**Task requirements:** Transcribe the material below character for character, from the line containing "Could you please indicate the dark cloud" through its final line.

(Dataset excerpts on object pointing)

+++

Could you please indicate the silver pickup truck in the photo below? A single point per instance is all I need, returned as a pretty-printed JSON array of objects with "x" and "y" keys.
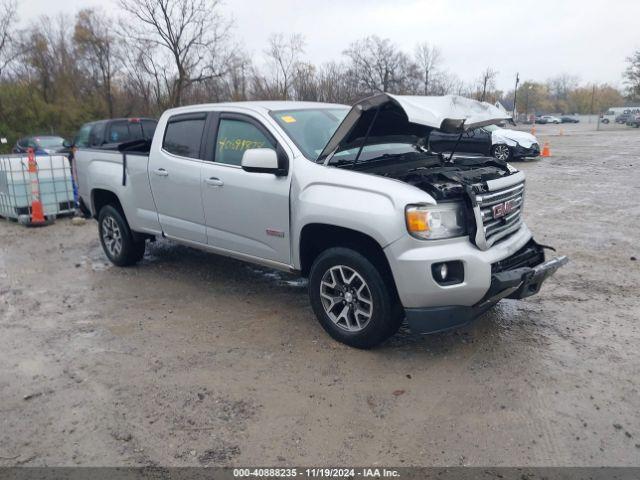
[{"x": 351, "y": 198}]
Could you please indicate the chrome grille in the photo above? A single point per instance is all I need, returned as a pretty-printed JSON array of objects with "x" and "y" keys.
[{"x": 491, "y": 229}]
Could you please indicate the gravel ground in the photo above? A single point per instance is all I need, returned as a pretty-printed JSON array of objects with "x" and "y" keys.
[{"x": 194, "y": 359}]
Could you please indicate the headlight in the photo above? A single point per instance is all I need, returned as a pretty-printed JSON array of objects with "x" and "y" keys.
[{"x": 432, "y": 222}]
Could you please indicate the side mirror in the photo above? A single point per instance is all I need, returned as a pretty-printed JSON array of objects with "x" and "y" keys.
[{"x": 261, "y": 160}]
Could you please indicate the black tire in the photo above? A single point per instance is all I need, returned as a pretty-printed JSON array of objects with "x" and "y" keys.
[
  {"x": 386, "y": 313},
  {"x": 130, "y": 250},
  {"x": 496, "y": 149}
]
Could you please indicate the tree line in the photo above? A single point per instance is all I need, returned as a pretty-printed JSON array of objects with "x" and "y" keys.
[{"x": 62, "y": 71}]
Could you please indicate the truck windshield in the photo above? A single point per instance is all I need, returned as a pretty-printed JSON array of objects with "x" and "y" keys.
[{"x": 310, "y": 129}]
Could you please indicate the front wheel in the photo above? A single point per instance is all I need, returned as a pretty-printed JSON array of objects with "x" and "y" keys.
[
  {"x": 118, "y": 242},
  {"x": 501, "y": 152},
  {"x": 352, "y": 300}
]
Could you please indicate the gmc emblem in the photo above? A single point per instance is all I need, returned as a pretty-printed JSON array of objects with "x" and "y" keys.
[{"x": 502, "y": 209}]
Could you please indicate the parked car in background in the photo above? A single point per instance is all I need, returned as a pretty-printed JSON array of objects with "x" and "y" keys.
[
  {"x": 625, "y": 117},
  {"x": 108, "y": 134},
  {"x": 548, "y": 119},
  {"x": 491, "y": 140},
  {"x": 634, "y": 122},
  {"x": 43, "y": 145},
  {"x": 349, "y": 198}
]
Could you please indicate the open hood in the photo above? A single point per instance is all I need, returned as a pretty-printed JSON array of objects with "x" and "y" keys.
[{"x": 386, "y": 118}]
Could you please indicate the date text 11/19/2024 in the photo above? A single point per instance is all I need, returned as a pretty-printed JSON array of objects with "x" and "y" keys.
[{"x": 315, "y": 473}]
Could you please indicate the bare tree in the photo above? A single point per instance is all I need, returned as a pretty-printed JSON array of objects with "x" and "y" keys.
[
  {"x": 559, "y": 88},
  {"x": 192, "y": 33},
  {"x": 377, "y": 65},
  {"x": 97, "y": 48},
  {"x": 632, "y": 76},
  {"x": 8, "y": 22},
  {"x": 486, "y": 83},
  {"x": 284, "y": 54},
  {"x": 427, "y": 57}
]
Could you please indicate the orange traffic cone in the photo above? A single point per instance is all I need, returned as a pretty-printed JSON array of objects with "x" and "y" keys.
[
  {"x": 37, "y": 213},
  {"x": 546, "y": 151}
]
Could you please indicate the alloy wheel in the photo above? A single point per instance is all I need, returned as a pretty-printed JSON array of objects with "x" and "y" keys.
[
  {"x": 112, "y": 236},
  {"x": 346, "y": 298}
]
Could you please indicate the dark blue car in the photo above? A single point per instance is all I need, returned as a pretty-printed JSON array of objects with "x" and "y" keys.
[{"x": 43, "y": 145}]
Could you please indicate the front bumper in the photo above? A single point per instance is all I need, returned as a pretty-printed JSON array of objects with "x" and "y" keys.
[
  {"x": 506, "y": 282},
  {"x": 520, "y": 152}
]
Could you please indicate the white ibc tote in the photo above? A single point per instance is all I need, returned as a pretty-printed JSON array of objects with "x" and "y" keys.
[{"x": 54, "y": 179}]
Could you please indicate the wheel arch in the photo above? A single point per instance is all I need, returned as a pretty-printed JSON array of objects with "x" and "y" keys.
[
  {"x": 101, "y": 197},
  {"x": 318, "y": 237}
]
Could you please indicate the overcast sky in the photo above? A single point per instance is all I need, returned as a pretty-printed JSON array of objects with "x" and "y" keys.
[{"x": 538, "y": 38}]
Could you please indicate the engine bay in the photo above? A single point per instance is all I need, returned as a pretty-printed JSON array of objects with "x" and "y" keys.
[{"x": 442, "y": 178}]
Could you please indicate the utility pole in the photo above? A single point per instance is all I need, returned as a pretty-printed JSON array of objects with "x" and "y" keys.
[{"x": 515, "y": 98}]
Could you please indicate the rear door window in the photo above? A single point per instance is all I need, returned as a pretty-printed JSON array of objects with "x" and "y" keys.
[
  {"x": 118, "y": 132},
  {"x": 148, "y": 129},
  {"x": 236, "y": 137},
  {"x": 183, "y": 135},
  {"x": 96, "y": 137}
]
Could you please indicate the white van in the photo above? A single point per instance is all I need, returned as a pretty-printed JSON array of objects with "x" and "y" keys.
[{"x": 610, "y": 115}]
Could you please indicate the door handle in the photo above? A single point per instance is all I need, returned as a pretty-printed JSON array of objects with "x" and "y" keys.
[{"x": 214, "y": 182}]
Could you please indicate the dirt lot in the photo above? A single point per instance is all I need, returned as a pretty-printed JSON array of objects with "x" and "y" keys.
[{"x": 194, "y": 359}]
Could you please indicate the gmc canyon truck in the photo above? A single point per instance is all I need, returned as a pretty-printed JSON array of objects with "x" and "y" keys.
[{"x": 351, "y": 198}]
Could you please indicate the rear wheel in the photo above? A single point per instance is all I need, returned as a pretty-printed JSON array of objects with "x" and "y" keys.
[
  {"x": 351, "y": 299},
  {"x": 116, "y": 237},
  {"x": 501, "y": 152}
]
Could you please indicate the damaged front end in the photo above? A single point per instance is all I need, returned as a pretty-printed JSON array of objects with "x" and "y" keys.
[{"x": 389, "y": 136}]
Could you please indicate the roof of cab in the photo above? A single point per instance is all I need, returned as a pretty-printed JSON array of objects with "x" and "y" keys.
[{"x": 261, "y": 106}]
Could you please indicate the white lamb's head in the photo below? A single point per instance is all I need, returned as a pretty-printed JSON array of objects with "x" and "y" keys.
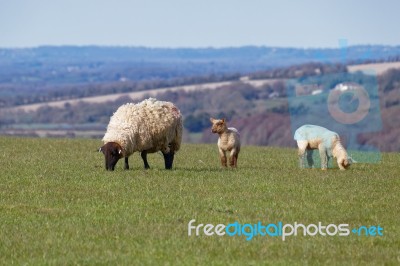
[{"x": 346, "y": 162}]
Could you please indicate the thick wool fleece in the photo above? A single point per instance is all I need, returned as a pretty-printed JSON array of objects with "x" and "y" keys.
[
  {"x": 328, "y": 143},
  {"x": 149, "y": 125}
]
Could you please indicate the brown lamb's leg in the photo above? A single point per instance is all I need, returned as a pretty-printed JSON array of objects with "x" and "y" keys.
[{"x": 222, "y": 155}]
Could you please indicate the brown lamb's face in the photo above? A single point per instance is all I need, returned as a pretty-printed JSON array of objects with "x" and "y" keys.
[
  {"x": 218, "y": 126},
  {"x": 112, "y": 153}
]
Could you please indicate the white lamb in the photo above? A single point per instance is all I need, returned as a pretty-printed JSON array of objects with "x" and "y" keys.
[
  {"x": 146, "y": 127},
  {"x": 229, "y": 140},
  {"x": 310, "y": 137}
]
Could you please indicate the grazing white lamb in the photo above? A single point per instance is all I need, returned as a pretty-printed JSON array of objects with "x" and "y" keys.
[
  {"x": 146, "y": 127},
  {"x": 310, "y": 137},
  {"x": 229, "y": 140}
]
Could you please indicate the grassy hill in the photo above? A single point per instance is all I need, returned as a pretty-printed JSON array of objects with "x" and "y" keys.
[{"x": 59, "y": 206}]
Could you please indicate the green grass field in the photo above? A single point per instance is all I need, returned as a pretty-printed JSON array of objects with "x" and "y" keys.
[{"x": 59, "y": 206}]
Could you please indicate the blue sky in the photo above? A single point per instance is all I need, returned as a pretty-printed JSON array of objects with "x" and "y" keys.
[{"x": 201, "y": 23}]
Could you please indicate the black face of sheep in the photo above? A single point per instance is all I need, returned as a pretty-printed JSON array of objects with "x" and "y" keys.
[{"x": 112, "y": 153}]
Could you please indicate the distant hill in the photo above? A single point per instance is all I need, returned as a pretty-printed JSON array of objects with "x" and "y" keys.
[{"x": 80, "y": 64}]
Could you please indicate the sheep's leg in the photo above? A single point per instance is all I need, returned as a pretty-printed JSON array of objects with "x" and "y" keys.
[
  {"x": 323, "y": 156},
  {"x": 302, "y": 144},
  {"x": 222, "y": 155},
  {"x": 126, "y": 166},
  {"x": 144, "y": 158},
  {"x": 310, "y": 159},
  {"x": 168, "y": 159}
]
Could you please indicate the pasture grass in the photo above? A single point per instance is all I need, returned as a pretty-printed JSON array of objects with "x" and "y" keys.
[{"x": 59, "y": 206}]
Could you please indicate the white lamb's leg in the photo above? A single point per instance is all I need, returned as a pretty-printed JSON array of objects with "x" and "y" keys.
[
  {"x": 222, "y": 155},
  {"x": 302, "y": 144},
  {"x": 323, "y": 156},
  {"x": 310, "y": 159}
]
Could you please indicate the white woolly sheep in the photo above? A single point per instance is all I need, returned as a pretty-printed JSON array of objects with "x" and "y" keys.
[
  {"x": 311, "y": 137},
  {"x": 229, "y": 140},
  {"x": 146, "y": 127}
]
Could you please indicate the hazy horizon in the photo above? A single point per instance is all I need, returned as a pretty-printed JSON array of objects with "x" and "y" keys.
[{"x": 207, "y": 24}]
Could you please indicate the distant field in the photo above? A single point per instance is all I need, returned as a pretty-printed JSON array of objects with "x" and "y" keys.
[
  {"x": 139, "y": 94},
  {"x": 59, "y": 206},
  {"x": 377, "y": 68}
]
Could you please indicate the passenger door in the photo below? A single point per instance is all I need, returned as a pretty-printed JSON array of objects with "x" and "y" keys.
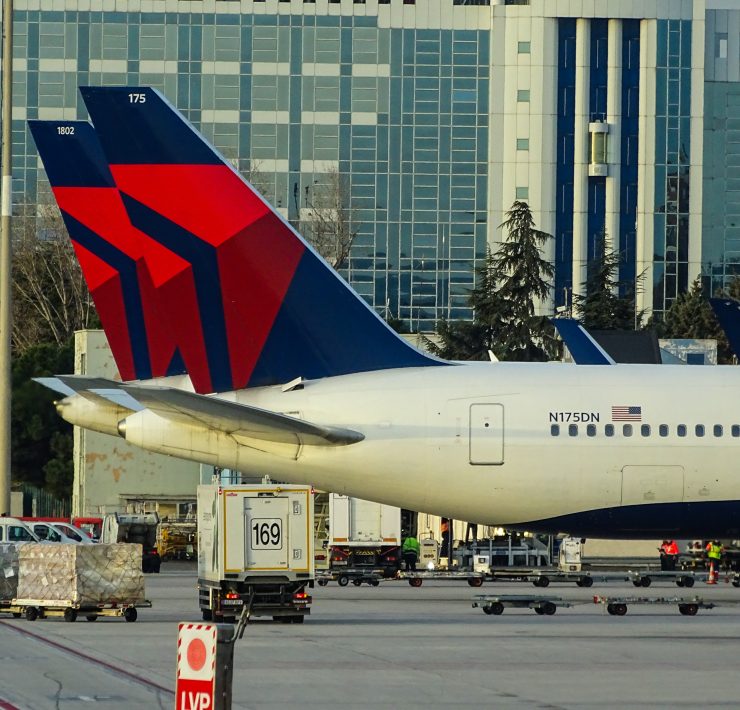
[{"x": 486, "y": 434}]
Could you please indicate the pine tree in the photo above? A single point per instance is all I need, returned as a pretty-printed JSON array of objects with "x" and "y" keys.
[
  {"x": 508, "y": 285},
  {"x": 602, "y": 308}
]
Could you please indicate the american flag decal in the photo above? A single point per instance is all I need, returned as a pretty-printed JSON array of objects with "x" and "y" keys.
[{"x": 626, "y": 414}]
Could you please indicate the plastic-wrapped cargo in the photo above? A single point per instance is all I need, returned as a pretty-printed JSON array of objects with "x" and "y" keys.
[
  {"x": 80, "y": 574},
  {"x": 8, "y": 571}
]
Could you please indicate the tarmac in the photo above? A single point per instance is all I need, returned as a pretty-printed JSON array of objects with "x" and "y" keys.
[{"x": 398, "y": 647}]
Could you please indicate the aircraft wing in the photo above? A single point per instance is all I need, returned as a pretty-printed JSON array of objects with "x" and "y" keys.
[
  {"x": 205, "y": 411},
  {"x": 233, "y": 418}
]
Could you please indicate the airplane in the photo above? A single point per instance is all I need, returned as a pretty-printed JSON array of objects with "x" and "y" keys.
[{"x": 240, "y": 347}]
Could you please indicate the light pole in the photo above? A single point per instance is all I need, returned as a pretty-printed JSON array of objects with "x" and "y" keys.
[{"x": 6, "y": 209}]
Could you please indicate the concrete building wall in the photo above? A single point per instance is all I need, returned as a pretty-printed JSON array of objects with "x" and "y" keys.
[{"x": 109, "y": 473}]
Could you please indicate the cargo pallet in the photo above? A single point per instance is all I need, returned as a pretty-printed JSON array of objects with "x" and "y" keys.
[
  {"x": 34, "y": 609},
  {"x": 495, "y": 604},
  {"x": 617, "y": 606},
  {"x": 416, "y": 579}
]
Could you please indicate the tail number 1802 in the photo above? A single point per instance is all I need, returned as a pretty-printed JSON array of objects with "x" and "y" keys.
[{"x": 267, "y": 534}]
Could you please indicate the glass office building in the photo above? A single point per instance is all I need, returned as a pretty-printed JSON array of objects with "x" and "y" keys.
[{"x": 440, "y": 114}]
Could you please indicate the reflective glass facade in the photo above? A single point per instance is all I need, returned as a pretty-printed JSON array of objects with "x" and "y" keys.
[{"x": 672, "y": 154}]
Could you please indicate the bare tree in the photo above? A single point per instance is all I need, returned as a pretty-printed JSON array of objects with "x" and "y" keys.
[
  {"x": 330, "y": 222},
  {"x": 50, "y": 297}
]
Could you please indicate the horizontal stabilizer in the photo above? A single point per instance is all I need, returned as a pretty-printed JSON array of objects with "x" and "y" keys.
[
  {"x": 583, "y": 348},
  {"x": 237, "y": 419}
]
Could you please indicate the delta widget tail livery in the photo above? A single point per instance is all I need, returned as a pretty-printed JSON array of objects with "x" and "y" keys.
[
  {"x": 295, "y": 376},
  {"x": 249, "y": 302}
]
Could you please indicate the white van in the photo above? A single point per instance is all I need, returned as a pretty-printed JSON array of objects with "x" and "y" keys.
[{"x": 14, "y": 530}]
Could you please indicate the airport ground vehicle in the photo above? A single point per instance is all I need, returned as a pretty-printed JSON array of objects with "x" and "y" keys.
[
  {"x": 364, "y": 535},
  {"x": 16, "y": 531},
  {"x": 255, "y": 550},
  {"x": 138, "y": 528},
  {"x": 33, "y": 609},
  {"x": 617, "y": 605},
  {"x": 495, "y": 604}
]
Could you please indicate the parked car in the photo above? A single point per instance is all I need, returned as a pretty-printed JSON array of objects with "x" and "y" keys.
[
  {"x": 60, "y": 532},
  {"x": 14, "y": 530}
]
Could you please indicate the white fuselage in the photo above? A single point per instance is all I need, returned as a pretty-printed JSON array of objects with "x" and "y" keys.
[{"x": 476, "y": 442}]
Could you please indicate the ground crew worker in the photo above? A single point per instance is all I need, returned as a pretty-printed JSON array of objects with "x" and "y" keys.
[
  {"x": 714, "y": 555},
  {"x": 668, "y": 555},
  {"x": 410, "y": 550}
]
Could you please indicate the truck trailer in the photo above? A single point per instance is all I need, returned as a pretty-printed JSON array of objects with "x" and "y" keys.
[
  {"x": 255, "y": 550},
  {"x": 364, "y": 535}
]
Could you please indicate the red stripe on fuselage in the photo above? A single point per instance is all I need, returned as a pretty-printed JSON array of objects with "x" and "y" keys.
[
  {"x": 166, "y": 283},
  {"x": 210, "y": 201},
  {"x": 256, "y": 268},
  {"x": 105, "y": 289}
]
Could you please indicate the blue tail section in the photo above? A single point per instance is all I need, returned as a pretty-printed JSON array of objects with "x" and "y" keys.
[
  {"x": 583, "y": 348},
  {"x": 727, "y": 311},
  {"x": 272, "y": 309}
]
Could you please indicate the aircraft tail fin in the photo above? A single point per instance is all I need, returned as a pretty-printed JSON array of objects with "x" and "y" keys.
[{"x": 269, "y": 308}]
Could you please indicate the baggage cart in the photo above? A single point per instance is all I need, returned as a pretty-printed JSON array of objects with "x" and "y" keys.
[
  {"x": 33, "y": 609},
  {"x": 416, "y": 579},
  {"x": 495, "y": 604},
  {"x": 687, "y": 606}
]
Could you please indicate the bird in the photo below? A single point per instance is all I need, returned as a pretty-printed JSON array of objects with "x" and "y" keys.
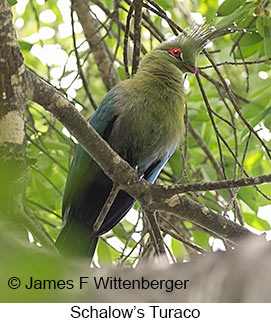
[{"x": 142, "y": 119}]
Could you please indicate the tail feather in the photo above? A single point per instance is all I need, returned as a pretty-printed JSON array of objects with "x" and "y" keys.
[{"x": 76, "y": 240}]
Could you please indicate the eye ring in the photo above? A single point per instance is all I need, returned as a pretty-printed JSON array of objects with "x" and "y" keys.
[{"x": 176, "y": 52}]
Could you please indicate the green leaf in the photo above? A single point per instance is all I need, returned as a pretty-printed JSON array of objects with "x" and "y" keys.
[
  {"x": 236, "y": 16},
  {"x": 202, "y": 239},
  {"x": 267, "y": 36},
  {"x": 12, "y": 2},
  {"x": 256, "y": 222},
  {"x": 228, "y": 6},
  {"x": 25, "y": 46},
  {"x": 259, "y": 25},
  {"x": 248, "y": 195},
  {"x": 178, "y": 249}
]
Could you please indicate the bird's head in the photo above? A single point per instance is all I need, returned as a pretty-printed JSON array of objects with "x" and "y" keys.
[{"x": 183, "y": 50}]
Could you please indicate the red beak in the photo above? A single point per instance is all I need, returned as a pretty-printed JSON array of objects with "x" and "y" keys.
[{"x": 191, "y": 69}]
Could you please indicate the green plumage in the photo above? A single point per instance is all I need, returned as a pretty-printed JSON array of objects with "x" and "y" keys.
[{"x": 142, "y": 119}]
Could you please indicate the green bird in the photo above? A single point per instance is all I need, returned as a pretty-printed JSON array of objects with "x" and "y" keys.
[{"x": 142, "y": 120}]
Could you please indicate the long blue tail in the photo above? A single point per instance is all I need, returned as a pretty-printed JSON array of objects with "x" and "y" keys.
[{"x": 76, "y": 240}]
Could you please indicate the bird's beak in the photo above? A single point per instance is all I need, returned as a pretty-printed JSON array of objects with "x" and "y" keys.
[{"x": 191, "y": 69}]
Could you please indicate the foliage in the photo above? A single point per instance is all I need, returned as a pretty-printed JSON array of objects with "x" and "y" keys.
[{"x": 46, "y": 38}]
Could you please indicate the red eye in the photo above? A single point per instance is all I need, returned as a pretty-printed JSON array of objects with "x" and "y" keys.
[{"x": 176, "y": 52}]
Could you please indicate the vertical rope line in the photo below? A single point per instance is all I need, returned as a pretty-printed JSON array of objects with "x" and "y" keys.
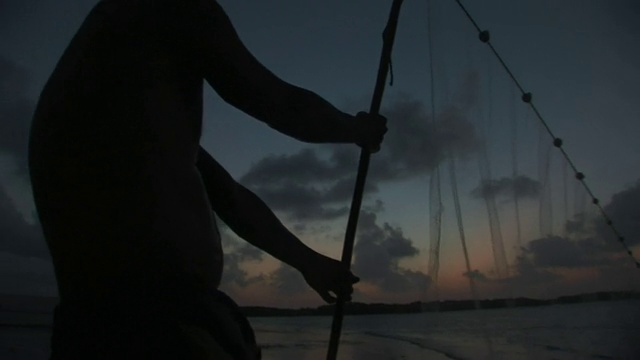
[{"x": 527, "y": 98}]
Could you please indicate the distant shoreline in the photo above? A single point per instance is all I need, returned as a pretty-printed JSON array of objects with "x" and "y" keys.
[
  {"x": 356, "y": 308},
  {"x": 45, "y": 305}
]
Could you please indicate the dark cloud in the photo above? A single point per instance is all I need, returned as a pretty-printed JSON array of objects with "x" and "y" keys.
[
  {"x": 303, "y": 167},
  {"x": 377, "y": 253},
  {"x": 624, "y": 211},
  {"x": 556, "y": 251},
  {"x": 15, "y": 113},
  {"x": 26, "y": 275},
  {"x": 17, "y": 235},
  {"x": 309, "y": 186},
  {"x": 288, "y": 281},
  {"x": 476, "y": 275},
  {"x": 236, "y": 254},
  {"x": 521, "y": 186},
  {"x": 528, "y": 274}
]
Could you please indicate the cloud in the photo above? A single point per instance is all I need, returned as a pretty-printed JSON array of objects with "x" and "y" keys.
[
  {"x": 316, "y": 184},
  {"x": 521, "y": 186},
  {"x": 288, "y": 281},
  {"x": 476, "y": 275},
  {"x": 623, "y": 210},
  {"x": 15, "y": 113},
  {"x": 236, "y": 254},
  {"x": 17, "y": 235},
  {"x": 556, "y": 251},
  {"x": 377, "y": 254},
  {"x": 26, "y": 275}
]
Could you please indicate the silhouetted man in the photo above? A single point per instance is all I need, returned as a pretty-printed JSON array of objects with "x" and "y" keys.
[{"x": 125, "y": 193}]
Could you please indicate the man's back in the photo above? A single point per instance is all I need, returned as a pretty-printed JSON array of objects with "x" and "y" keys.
[{"x": 112, "y": 156}]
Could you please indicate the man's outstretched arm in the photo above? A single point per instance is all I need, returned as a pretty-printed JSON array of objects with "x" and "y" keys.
[
  {"x": 250, "y": 218},
  {"x": 245, "y": 83}
]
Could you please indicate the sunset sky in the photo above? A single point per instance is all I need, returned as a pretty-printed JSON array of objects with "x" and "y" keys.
[{"x": 580, "y": 60}]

+++

**Response to this exercise:**
Could you please indicate the dark cloud in the photo above? A single point per instance is all I need, returned as a pretty-printed JSON array of objects with "x" and "y" keys.
[
  {"x": 303, "y": 167},
  {"x": 377, "y": 253},
  {"x": 624, "y": 211},
  {"x": 556, "y": 251},
  {"x": 15, "y": 113},
  {"x": 26, "y": 275},
  {"x": 17, "y": 235},
  {"x": 309, "y": 186},
  {"x": 288, "y": 281},
  {"x": 476, "y": 275},
  {"x": 236, "y": 254},
  {"x": 521, "y": 186},
  {"x": 528, "y": 274}
]
Could you please indicate the cloud in the photo above? A single point per instance is all I need, returned as a pretty-printed JSON array of objects with "x" and "y" keys.
[
  {"x": 316, "y": 184},
  {"x": 521, "y": 186},
  {"x": 288, "y": 281},
  {"x": 476, "y": 275},
  {"x": 623, "y": 210},
  {"x": 15, "y": 113},
  {"x": 236, "y": 254},
  {"x": 17, "y": 235},
  {"x": 556, "y": 251},
  {"x": 377, "y": 254},
  {"x": 26, "y": 275}
]
Could you please indicate the silhouetted man in the photo above? A single point per instance is all I need, returned as a pretty-printed JSON array of objects with "x" and "y" keys.
[{"x": 125, "y": 193}]
Could you please indicate the man's back in the photo above? A single point per instance is all I need, returned as a pretty-printed JSON array of objects with "x" and "y" keys.
[{"x": 112, "y": 156}]
Could you please indicate the man's outstretched arm in the photo above? A single point per instance is all I need, returned as a pretty-printed JSON array of objects with "x" and "y" keys.
[
  {"x": 250, "y": 218},
  {"x": 245, "y": 83}
]
Could you please indicate the sunset sky in the photo above? A single point per instance is all I need, returned as a pretty-printed JSON array of objects with "x" and "y" keys.
[{"x": 580, "y": 60}]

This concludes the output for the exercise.